(What to work on)
1/ Duplicate a section of the philanthropy text exactly, starting with "Philanthropic foundations are" and going on through "charities and NGOs.".
2/ Answer these questions using the philanthropy text:
(a) From which ancient Greek word does "philanthropy" come, and what does that word mean?
(b) Who usually establishes philanthropic foundations?
(c) In the 18th century, by whom were most philanthropic foundations organized?

Philanthropy comes from the ancient Greek word “Philanthropia”, which means love for humanity. Today’s philanthropy means an act of altruism with a humanitarian purpose, that aims to bring welfare and relief. In simpler words, philanthropists address social problems and try to better different aspects of society like education and healthcare.
Philanthropic foundations are usually private foundations established by wealthy individuals, families, or corporations. Private Foundations are in control of the donors, and therefore they decide the selection of the board, who the funds are granted to, and how they are given away.[ref] These are some of the elements that differentiate philanthropic foundations from charities and NGOs.
The roots of Philanthropy
From the beginning of the organized society as we know it today, individuals have been subjected to a philanthropic nature and a need for helping their communities. Despite that, philanthropic beliefs were not organized in organizations. In the 18th century, most philanthropic foundations were organized by the church parishes and mainly associated with them. Over the years it drifted away from the religious path and instead individuals that understood the meaning of social responsibility and charity started these kinds of philanthropic initiatives.

(Stored items from a collection)
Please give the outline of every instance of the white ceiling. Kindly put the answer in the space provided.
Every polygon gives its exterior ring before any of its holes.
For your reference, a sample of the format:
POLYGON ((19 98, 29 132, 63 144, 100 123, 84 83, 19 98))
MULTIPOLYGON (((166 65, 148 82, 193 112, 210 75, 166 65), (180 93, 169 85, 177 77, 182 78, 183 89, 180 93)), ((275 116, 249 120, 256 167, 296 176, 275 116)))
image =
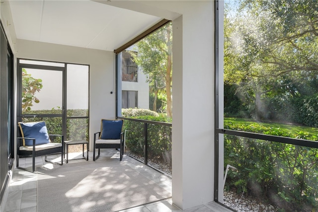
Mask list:
POLYGON ((101 2, 9 1, 17 39, 107 51, 162 19, 101 2))

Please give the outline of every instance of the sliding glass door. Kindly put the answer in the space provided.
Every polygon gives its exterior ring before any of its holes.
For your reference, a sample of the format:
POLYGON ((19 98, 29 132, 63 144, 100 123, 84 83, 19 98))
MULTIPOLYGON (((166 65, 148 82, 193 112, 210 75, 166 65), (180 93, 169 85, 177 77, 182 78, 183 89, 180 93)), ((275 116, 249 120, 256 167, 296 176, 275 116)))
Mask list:
POLYGON ((65 140, 88 139, 89 66, 18 60, 18 121, 45 121, 65 140))

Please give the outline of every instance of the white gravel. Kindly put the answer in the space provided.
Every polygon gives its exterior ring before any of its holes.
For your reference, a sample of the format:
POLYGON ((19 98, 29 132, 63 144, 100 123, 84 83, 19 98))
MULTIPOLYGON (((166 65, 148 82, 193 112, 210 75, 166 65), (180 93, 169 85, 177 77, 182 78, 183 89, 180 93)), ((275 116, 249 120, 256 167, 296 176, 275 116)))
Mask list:
MULTIPOLYGON (((131 153, 126 154, 143 161, 144 158, 131 153)), ((172 176, 171 166, 167 164, 162 164, 159 162, 148 160, 148 165, 166 174, 170 177, 172 176)), ((224 202, 223 204, 238 212, 276 212, 278 209, 273 206, 260 202, 251 197, 246 197, 244 195, 238 195, 233 192, 224 192, 224 202)))

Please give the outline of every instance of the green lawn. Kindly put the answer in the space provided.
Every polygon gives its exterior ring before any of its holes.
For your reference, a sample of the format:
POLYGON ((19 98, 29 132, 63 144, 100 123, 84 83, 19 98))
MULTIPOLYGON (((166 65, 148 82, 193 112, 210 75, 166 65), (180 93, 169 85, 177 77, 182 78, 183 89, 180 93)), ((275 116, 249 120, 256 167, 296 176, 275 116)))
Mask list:
POLYGON ((236 125, 251 125, 258 124, 259 125, 265 127, 272 127, 274 128, 280 128, 286 133, 292 133, 293 134, 298 134, 299 132, 304 132, 309 133, 309 136, 317 136, 318 135, 318 128, 309 127, 304 126, 299 126, 293 125, 292 124, 282 123, 274 122, 260 122, 255 121, 253 119, 247 118, 230 118, 225 117, 224 122, 231 121, 236 125))

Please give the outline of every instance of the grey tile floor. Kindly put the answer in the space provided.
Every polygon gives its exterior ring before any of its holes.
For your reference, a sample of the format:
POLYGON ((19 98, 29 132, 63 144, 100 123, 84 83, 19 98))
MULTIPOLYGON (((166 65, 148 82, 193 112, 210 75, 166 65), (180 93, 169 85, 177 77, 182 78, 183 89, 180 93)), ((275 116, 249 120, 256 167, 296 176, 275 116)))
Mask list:
MULTIPOLYGON (((115 150, 102 150, 101 156, 98 160, 113 158, 119 160, 119 153, 115 150)), ((69 158, 76 159, 80 158, 81 153, 70 153, 69 158)), ((90 157, 89 160, 92 160, 92 152, 89 152, 90 157)), ((49 160, 53 160, 55 162, 60 161, 57 155, 51 155, 48 157, 49 160)), ((69 160, 71 163, 84 163, 86 161, 82 160, 69 160)), ((44 156, 37 157, 36 158, 36 166, 53 166, 50 163, 46 163, 44 160, 44 156)), ((158 172, 144 164, 125 155, 122 162, 139 171, 140 173, 149 178, 159 186, 171 192, 171 179, 167 176, 162 175, 158 172)), ((67 164, 66 164, 67 165, 67 164)), ((32 169, 32 160, 30 158, 20 158, 19 160, 20 167, 32 169)), ((1 212, 37 212, 37 194, 36 173, 31 173, 27 171, 15 168, 13 171, 12 179, 8 187, 8 195, 4 211, 1 212)), ((186 211, 182 211, 172 204, 171 198, 162 201, 140 206, 137 207, 126 209, 121 212, 227 212, 231 211, 222 207, 216 203, 211 203, 186 211)))

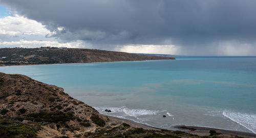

(The answers)
1/
Philanthropic foundations are usually private foundations established by wealthy individuals, families, or corporations. Private Foundations are in control of the donors, and therefore they decide the selection of the board, who the funds are granted to, and how they are given away.[ref] These are some of the elements that differentiate philanthropic foundations from charities and NGOs.

2/
(a) "Philanthropia," which means love for humanity.
(b) Wealthy individuals, families, or corporations.
(c) The church parishes.